## Start
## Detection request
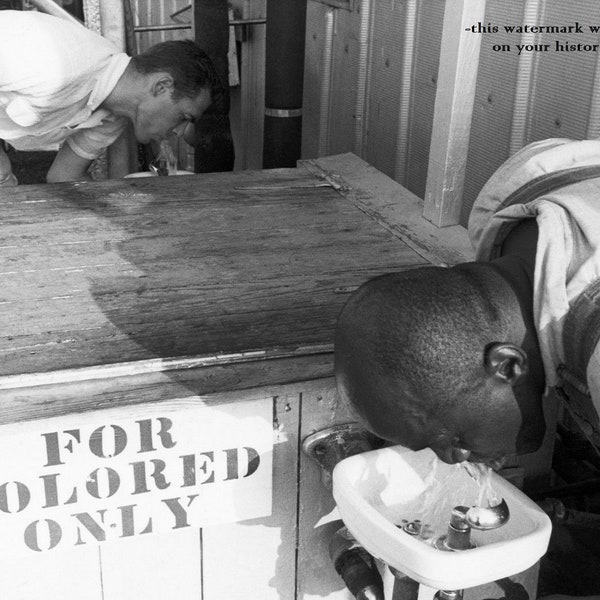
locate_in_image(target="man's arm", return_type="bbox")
[46,144,92,183]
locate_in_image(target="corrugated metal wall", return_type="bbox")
[303,0,600,225]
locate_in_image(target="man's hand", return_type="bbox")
[46,144,92,183]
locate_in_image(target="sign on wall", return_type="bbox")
[0,398,273,556]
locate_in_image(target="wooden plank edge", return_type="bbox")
[298,152,474,266]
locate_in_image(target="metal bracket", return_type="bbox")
[302,423,385,488]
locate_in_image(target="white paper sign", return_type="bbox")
[0,398,273,555]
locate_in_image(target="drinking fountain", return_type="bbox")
[332,446,551,598]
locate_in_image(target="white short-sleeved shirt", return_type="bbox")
[469,139,600,414]
[0,10,131,160]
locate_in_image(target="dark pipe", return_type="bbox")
[263,0,307,169]
[193,0,235,173]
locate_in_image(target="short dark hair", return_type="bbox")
[131,40,221,100]
[335,263,509,414]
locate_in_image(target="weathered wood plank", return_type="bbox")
[423,0,485,227]
[0,158,427,375]
[99,529,202,600]
[303,154,474,265]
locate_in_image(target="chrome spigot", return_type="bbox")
[435,499,510,550]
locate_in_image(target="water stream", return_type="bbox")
[396,457,501,543]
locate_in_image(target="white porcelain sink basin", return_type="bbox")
[333,446,551,590]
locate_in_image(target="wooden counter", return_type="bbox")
[0,154,478,600]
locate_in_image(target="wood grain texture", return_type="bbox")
[0,158,426,375]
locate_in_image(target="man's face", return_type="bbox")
[133,87,211,144]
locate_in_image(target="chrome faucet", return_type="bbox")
[435,499,510,550]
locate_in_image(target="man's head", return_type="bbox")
[118,40,221,143]
[335,263,545,462]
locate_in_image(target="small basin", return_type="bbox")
[333,446,552,590]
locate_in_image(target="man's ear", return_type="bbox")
[484,342,529,385]
[152,73,173,96]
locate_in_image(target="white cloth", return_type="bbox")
[469,139,600,414]
[0,10,131,159]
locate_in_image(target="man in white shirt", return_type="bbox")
[0,10,218,185]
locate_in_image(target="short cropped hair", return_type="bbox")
[131,40,221,100]
[335,263,510,414]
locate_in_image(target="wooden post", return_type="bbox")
[193,0,235,173]
[423,0,485,227]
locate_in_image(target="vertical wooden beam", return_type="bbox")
[423,0,485,227]
[394,0,417,185]
[510,0,540,154]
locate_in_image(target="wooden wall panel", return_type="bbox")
[302,1,330,158]
[405,1,444,198]
[0,548,105,600]
[461,0,524,226]
[327,10,360,154]
[363,0,404,177]
[527,0,600,142]
[101,529,202,600]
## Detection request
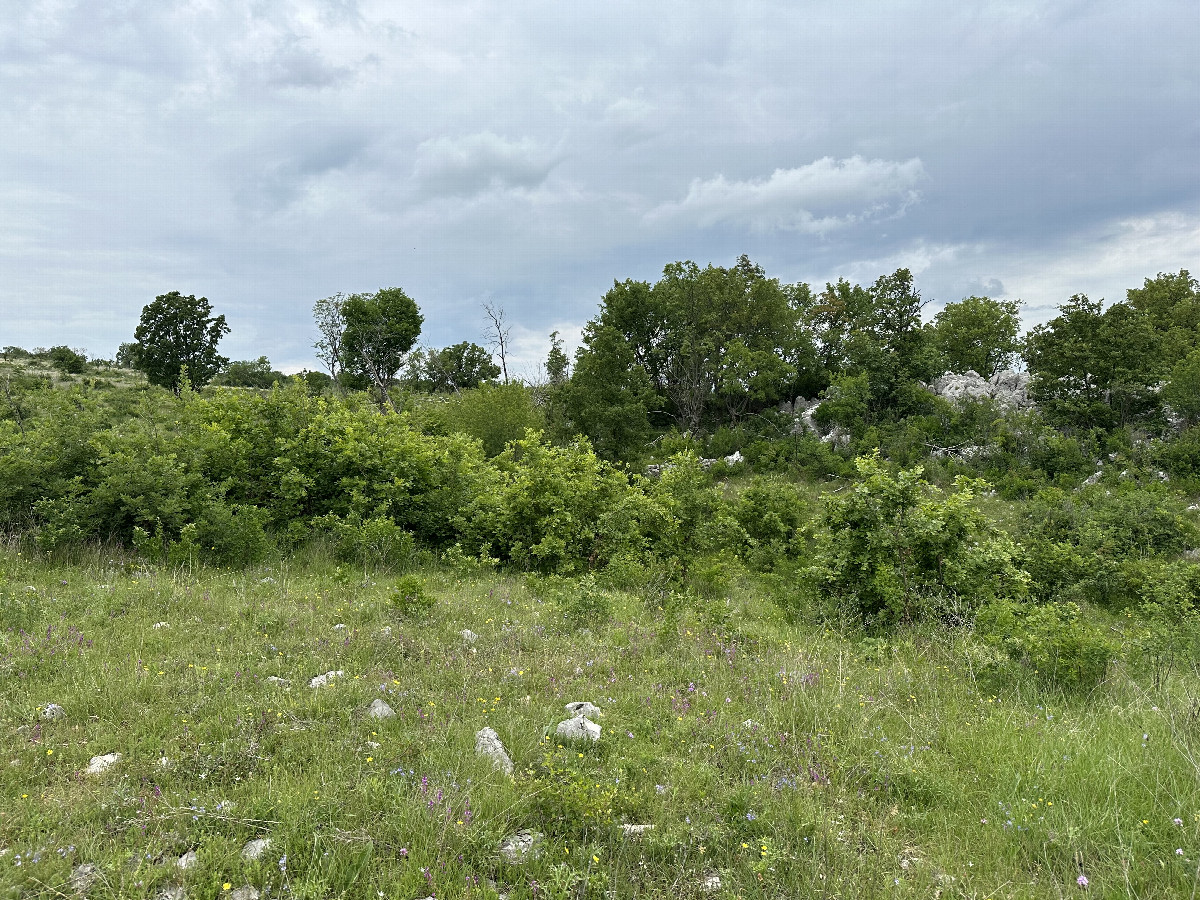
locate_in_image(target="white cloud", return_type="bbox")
[413,131,558,197]
[648,156,925,234]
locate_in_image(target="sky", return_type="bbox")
[0,0,1200,377]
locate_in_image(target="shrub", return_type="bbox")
[978,600,1115,689]
[432,382,545,456]
[388,575,437,619]
[456,431,662,572]
[809,454,1028,626]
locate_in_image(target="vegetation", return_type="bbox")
[0,264,1200,899]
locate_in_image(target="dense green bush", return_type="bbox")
[456,431,666,572]
[809,454,1028,626]
[427,382,545,456]
[978,599,1116,689]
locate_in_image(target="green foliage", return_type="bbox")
[810,455,1027,626]
[338,288,425,409]
[1026,294,1164,428]
[1163,349,1200,426]
[428,382,545,456]
[408,341,500,394]
[458,431,661,572]
[932,296,1021,378]
[978,600,1116,690]
[312,512,416,570]
[388,575,438,619]
[130,290,229,394]
[214,356,287,389]
[46,344,88,374]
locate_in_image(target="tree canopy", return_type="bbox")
[128,290,229,392]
## End
- **What to do**
Rewrite the data from the beginning through the line that contains "[0,398,273,555]", replacing "metal bracket" with "steel bracket" and leaving everything else as it stands. Give only those lines, and omit the pictures from your answer.

- **Solution to the exercise**
## Detection request
locate_in_image(target="man's arm", return_type="bbox")
[46,144,92,183]
locate_in_image(target="corrugated metal wall", return_type="bbox")
[303,0,600,225]
locate_in_image(target="man's hand", return_type="bbox")
[46,144,92,183]
locate_in_image(target="sign on wall", return_type="bbox")
[0,398,273,556]
locate_in_image(target="wooden plank edge", return_type="bbox")
[298,152,474,266]
locate_in_image(target="steel bracket", return_type="bbox")
[302,423,385,488]
locate_in_image(target="white paper sign", return_type="bbox")
[0,398,273,555]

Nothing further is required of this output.